**DOCUMENT SEGMENT**
[Start of section]

ECB’s Lane: Can’t Let Pandemic Result in Lower Inflation for Longer

6 October 2020



By David Barwick – FRANKFURT (EconoStream) – European Central Bank Executive Board member Philip Lane on Tuesday reiterated his opposition to allowing the pandemic to result in a lengthy period of lower-than-previously-expected inflation.

In a speech at the NABE Annual Meeting, a text of which was made available by the ECB, Lane, who is also Chief Economist, suggested that EONIA-based expectations of the eventual lift-off date for ECB interest rates were consistent with forward guidance.

Accepting the longer period of low inflation caused by the economic fallout from the pandemic, along with the resulting delay in restoring price stability, ‘is not desirable for a number of reasons’, he said, echoing his own remarks from the Jackson Hole Economic Policy Symposium end-August.

Besides the cost imposed by higher real interest rates, this option would be ‘high risk’, he said: ‘[B]y tolerating a protracted period of even lower inflation, it might foster a downward drift in inflation expectations that could ultimately become entrenched, making it even more difficult for us to deliver our inflation aim.’

The preferable option is thus ‘to add sufficient extra monetary policy accommodation to boost inflation momentum’ and return to the path of inflation from before the crisis, he said. The ECB’s pandemic emergency purchase programme is the ‘central element’ in this first stage of the monetary policy response, he said.

In a second stage, ensuring that inflation does indeed converge to the ECB’s objective implies an ‘appropriately calibrated’ policy stance, he said. ‘To these ends, the ECB Governing Council stands ready to adjust all of its instruments, as appropriate.’

With respect to restoring price stability, the amount of accommodation needed ‘depends on the extent of the fiscal support for the economic recovery’, he said.

Lane reiterated the ECB’s forward guidance on interest rates, according to which ‘the Governing Council expects to keep policy rates at their current or lower levels until we have seen the inflation outlook robustly converge to our inflation aim within our projection horizon, and such convergence has been consistently reflected in underlying inflation dynamics.’

This means, he elaborated, ‘that we require a high degree of confidence that the inflation outlook has durably approached the inflation aim, while the condition that convergence should also be evident in realised underlying inflation means that future rate tightening will not run ahead of the hard data in terms of the out-turns for underlying inflation.’

This amounts to a ‘double hurdle’ that needs to be surmounted before tightening can occur, he said, and thus ‘represents a strong commitment to keep financial conditions at highly accommodative levels for as long as necessary to lift inflation to our inflation aim in a sustainable fashion.’

Citing the implications of the EONIA forward curve for when rates would start to rise and net purchases under the asset purchase programme (APP) would end, Lane suggested that market expectations were consistent with the ECB’s forward guidance.

‘Through these endogenous market responses, our forward guidance acts as an automatic stabiliser through the adjustment of monetary policy expectations – and hence the entire spectrum of monetary conditions – to changes in the inflation outlook’, he said.

Noting the high take-up of the ECB’s third series of targeted longer-term refinancing operations (TLTRO III), and banks’ expressed intentions to lend these funds, Lane said predicted the instrument would have ‘a sizeable impact on the provision of financing by banks to their customers.’ TLTRO III liquidity would lead to a cumulative three-percentage-point rise in loan volume by 2022, he said.

HICP would remain in negative territory for the rest of 2020, he said. ‘The elevated level of economic slack, weak energy inflation and the recent appreciation of the euro are expected to continue to act as headwinds’, he said.

Half of the total loss in output during the first half of the year was regained in the third quarter, he said, but the recovery is hampered by both supply chain disruptions as well as weak demand in the face of high uncertainty for businesses and households. Rising Covid-19 case numbers are reflected in the deceleration of the services sector, he said.

[End of section]

**DATASET RECORDS**
[Start of section]

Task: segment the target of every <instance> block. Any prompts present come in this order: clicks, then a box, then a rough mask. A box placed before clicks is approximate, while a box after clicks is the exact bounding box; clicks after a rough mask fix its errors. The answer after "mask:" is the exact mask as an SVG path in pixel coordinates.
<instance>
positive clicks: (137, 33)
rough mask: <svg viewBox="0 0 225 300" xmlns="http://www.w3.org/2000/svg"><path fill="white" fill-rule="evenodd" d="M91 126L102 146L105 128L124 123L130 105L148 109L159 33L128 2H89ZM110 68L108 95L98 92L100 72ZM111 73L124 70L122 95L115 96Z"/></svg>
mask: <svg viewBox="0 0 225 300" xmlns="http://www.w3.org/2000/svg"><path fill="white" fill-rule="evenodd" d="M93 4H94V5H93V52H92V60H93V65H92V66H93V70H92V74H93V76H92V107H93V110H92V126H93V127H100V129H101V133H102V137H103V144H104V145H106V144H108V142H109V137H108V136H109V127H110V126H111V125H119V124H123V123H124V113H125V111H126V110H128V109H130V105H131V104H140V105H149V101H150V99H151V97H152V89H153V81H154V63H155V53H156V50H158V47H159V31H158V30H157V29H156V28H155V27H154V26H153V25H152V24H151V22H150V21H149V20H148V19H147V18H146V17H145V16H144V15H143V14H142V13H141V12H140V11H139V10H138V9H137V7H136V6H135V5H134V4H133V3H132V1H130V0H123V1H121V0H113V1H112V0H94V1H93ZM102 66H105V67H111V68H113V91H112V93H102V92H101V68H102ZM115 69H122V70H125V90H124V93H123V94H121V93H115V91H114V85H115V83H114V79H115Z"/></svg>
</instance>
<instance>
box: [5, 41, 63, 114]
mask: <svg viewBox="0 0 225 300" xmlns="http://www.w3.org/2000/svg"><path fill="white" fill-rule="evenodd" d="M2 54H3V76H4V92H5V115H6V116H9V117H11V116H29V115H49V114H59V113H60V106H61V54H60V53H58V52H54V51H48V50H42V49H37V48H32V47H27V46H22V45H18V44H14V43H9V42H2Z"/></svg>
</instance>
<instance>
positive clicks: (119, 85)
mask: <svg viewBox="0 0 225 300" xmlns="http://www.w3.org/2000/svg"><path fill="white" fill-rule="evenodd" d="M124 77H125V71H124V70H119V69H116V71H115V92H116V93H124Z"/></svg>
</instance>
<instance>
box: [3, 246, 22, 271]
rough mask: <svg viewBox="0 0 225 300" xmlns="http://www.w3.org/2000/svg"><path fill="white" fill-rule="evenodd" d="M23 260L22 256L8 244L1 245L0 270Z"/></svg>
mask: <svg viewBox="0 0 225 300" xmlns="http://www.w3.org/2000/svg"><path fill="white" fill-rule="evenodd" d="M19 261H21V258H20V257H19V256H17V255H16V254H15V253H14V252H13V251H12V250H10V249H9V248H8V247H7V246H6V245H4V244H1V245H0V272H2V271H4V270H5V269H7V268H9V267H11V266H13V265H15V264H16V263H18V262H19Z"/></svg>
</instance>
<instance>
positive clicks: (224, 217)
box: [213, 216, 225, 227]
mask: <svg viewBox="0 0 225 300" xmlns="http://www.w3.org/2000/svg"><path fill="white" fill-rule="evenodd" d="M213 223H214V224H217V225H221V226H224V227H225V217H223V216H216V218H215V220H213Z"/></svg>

[End of section]

**EXERCISE**
Reproduce verbatim the stretch of the article on Philip Lane's speech from "HICP would remain" through "headwinds’, he said.".

**EXERCISE RESULT**
HICP would remain in negative territory for the rest of 2020, he said. ‘The elevated level of economic slack, weak energy inflation and the recent appreciation of the euro are expected to continue to act as headwinds’, he said.